Wyodrębniony tekst:
......

Halsey zmuszona kontynuować chemioterapię. "Po leczeniu nie jestem w stanie nawet wstać"
Piosenkarka Halsey przekazała w mediach społecznościowych nowe informacje na temat swojego stanu zdrowia. Jak się okazuje, zmuszona jest do kontynuowania chemioterapii.

Halsey międzynarodową sławę rozwinęła w 2015 roku, wydając debiutancki krążek "Badlands". Materiał trafił na drugie miejsce listy Billboard 200, a przeboje "Colors", "Gasoline" i "New Americana", które znalazły się na płycie, otworzyły jej drzwi do dalszej kariery. Największy sukces komercyjny na scenie międzynarodowej odniosła płyta "Manic" z 2020 roku, na której znalazł się hit "Without Me". W 2024 roku artystka otworzyła się na temat swoich problemów zdrowotnych. Poruszyła ich temat na płycie "The Great Impresonator" oraz dzieliła się nowymi informacjami w mediach społecznościowych.

......

[Wpisy ze zbioru danych]

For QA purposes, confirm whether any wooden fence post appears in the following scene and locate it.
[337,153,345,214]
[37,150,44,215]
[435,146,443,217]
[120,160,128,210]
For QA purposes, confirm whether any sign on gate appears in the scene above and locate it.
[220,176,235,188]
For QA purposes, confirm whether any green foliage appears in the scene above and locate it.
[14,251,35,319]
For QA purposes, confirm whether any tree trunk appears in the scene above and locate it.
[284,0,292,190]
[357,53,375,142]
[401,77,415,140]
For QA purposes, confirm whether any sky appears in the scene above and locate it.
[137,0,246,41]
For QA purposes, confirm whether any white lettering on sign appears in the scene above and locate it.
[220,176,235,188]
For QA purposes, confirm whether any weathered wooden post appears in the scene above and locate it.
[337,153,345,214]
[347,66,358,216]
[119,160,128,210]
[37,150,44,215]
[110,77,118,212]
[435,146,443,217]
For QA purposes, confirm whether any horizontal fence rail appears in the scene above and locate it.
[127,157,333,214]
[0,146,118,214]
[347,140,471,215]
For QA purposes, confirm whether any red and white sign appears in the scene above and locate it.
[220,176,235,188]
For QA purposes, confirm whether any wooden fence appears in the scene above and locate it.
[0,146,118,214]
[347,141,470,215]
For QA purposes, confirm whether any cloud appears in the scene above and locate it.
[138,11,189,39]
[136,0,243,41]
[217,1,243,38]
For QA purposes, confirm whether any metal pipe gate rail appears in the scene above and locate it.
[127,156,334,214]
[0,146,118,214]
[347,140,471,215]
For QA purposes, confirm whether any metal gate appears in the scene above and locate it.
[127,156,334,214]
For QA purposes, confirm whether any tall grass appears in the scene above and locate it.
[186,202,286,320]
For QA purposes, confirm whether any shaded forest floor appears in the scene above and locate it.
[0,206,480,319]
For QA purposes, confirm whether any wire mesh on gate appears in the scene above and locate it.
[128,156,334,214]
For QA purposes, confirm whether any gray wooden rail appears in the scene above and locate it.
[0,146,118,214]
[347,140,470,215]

......

Dopisz dalszy ciąg tekstu o chorobie Halsey, zaczynając od miejsca, w którym się urywa. Rekordy nie mają żadnego związku z tekstem o chorobie Halsey.

Zobacz również:
Na co choruje Halsey?
W 2024 roku Halsey zdradziła, że zdiagnozowano u niej toczeń oraz zaburzenia limfoproliferacyjne, które leczone może być za pomocą chemioterapii. Teraz na TikToku opublikowała nagranie, w którym informuje o kolejnych sesjach oraz pokazała port naczyniowy wykorzystywany w terapii. Gwiazda podkreślała, że leczenie i jego skutki uboczne mają negatywny wpływ na jej samopoczucie: "Przez tydzień po leczeniu praktycznie nie jestem w stanie nawet wstać. Widzicie mnie w momentach między leczeniami, kiedy mam energię. Okresy regeneracji mijają szybciej, niż się wydaje, ale to zdecydowanie trochę trwa".
Niemniej jednak, artystka robi co może, by jak najszybciej powrócić do formy i grać koncerty. W lipcu zakończyła trasę "For My Last Trick Tour" i zapowiedziała, że już tej jesieni wyruszy w kolejną, jubileuszową trasę "Back to Badlands", celebrującą 10 urodziny debiutanckiego krążka.